Up on the haunting coast of South Ayrshire, you swore that nothing would ever be more poignant in sport than the sight of Tom Watson exhausting the last of his re-incarnated brilliance.

Yet a few hours later Freddie Flintoff achieved the unlikely spectacle at Lord's.

He provided both gunfire and pathos. He did what the Australians most feared and, in a way, so did we. He told us not only what he still was, which is to say a cricketer of phenomenal power and aura, but also what he might have been.

He might have been as great, deep down, over the years, battle-by-battle great, as Tom Watson.

He might have been not just a storm which can whip up and cause destruction but one which blows hardly without respite – as did that of the man he was suppose to emulate, Sir Ian Botham.

Like Watson, Flintoff gave us glory these last few days, the kind that welled out of him so magnificently in the great summer of 2005, but he also bestowed some of the bone-deep regret that accompanied the 59-year-old American home yesterday, when his artificial hip triggered the alarm system at the airport and the security guards waved him through with one of the most genuine renderings of the Scottish exhortation, "Haste Ye Back."

Fortunately that could be said to Watson because not the least of his astounding achievements at the 138th Open was to force the Royal and Ancient Golf Club into a serious re-think of its arbitrary decision to deny a place to a champion when he reaches the age of 60.

Sadly, we cannot say Haste Ye Back to Freddie Flintoff.

**Recorded information**
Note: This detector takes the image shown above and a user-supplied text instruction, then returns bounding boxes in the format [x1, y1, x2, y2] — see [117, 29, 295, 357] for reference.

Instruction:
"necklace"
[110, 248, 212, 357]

**Short problem A**
Name every individual person the passage on Tom Watson and Freddie Flintoff mentions by name.
**Short problem B**
Print the passage on Tom Watson and Freddie Flintoff word for word, starting at "Up on the haunting" and ending at "might have been.".
The material is not needed here.

**Full response A**
Tom Watson, Freddie Flintoff, Sir Ian Botham

**Full response B**
Up on the haunting coast of South Ayrshire, you swore that nothing would ever be more poignant in sport than the sight of Tom Watson exhausting the last of his re-incarnated brilliance.

Yet a few hours later Freddie Flintoff achieved the unlikely spectacle at Lord's.

He provided both gunfire and pathos. He did what the Australians most feared and, in a way, so did we. He told us not only what he still was, which is to say a cricketer of phenomenal power and aura, but also what he might have been.